__INSTRUCTIONS FOR THE TASK__: Rewrite the lines of the listing below, starting with the line containing "Task | locate the cloud" and continuing through the end, replacing "marker" with "pin" and leaving everything else unchanged.

__PROVIDED INFORMATION__:
^^^^^^^^^^^^^^^^

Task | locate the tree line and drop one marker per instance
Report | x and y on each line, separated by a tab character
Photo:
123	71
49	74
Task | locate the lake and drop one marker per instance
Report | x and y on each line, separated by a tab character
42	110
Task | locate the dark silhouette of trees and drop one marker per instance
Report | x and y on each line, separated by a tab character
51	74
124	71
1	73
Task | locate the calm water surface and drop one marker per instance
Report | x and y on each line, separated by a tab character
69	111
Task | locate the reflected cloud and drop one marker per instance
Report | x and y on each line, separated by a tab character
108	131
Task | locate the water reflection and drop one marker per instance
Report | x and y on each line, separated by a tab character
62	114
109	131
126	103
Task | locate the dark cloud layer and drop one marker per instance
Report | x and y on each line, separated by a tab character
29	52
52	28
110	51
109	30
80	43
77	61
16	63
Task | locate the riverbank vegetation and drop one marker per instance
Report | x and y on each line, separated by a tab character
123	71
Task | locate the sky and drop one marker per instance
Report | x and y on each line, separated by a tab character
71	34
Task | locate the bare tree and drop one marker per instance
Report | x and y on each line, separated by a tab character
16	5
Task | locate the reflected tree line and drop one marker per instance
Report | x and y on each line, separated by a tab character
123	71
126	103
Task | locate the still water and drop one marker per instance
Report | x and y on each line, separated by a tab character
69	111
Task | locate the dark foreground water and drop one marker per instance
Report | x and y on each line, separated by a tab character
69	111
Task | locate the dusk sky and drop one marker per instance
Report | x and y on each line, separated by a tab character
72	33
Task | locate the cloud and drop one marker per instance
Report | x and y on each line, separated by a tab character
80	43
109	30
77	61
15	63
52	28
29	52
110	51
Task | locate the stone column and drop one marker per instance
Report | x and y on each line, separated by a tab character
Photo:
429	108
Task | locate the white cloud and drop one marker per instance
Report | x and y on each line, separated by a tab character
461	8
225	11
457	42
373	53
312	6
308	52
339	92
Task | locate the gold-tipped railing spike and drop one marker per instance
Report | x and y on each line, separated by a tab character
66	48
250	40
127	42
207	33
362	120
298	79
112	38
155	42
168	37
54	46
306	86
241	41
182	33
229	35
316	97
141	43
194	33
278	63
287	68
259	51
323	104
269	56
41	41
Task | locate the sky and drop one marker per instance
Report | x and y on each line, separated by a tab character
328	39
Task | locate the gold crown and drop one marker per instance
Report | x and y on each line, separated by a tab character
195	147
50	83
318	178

^^^^^^^^^^^^^^^^

__PROBLEM SOLUTION__:
Task | locate the cloud and drop one pin per instance
Report | x and y on each line, separated by a tab character
80	43
109	30
77	61
15	63
52	28
29	52
110	51
Task | locate the stone column and drop one pin per instance
Report | x and y on each line, separated by a tab character
Photo:
429	108
Task | locate the white cloud and drop one pin per instance
Report | x and y on each line, separated by a tab character
461	8
225	11
457	42
373	53
312	6
308	52
339	92
Task | locate the gold-tipped railing spike and drop one pin per instance
Report | x and y on each line, separated by a tab character
66	48
250	40
127	42
207	33
362	120
298	79
112	38
155	42
168	37
54	46
306	86
241	41
182	33
229	35
316	97
141	43
194	33
278	63
287	68
259	51
323	104
269	56
41	41
Task | locate the sky and drop one pin per instance
Report | x and y on each line, separated by a tab character
328	39
Task | locate the gold crown and drop one pin per instance
Report | x and y on each line, separated by a tab character
195	147
50	83
318	178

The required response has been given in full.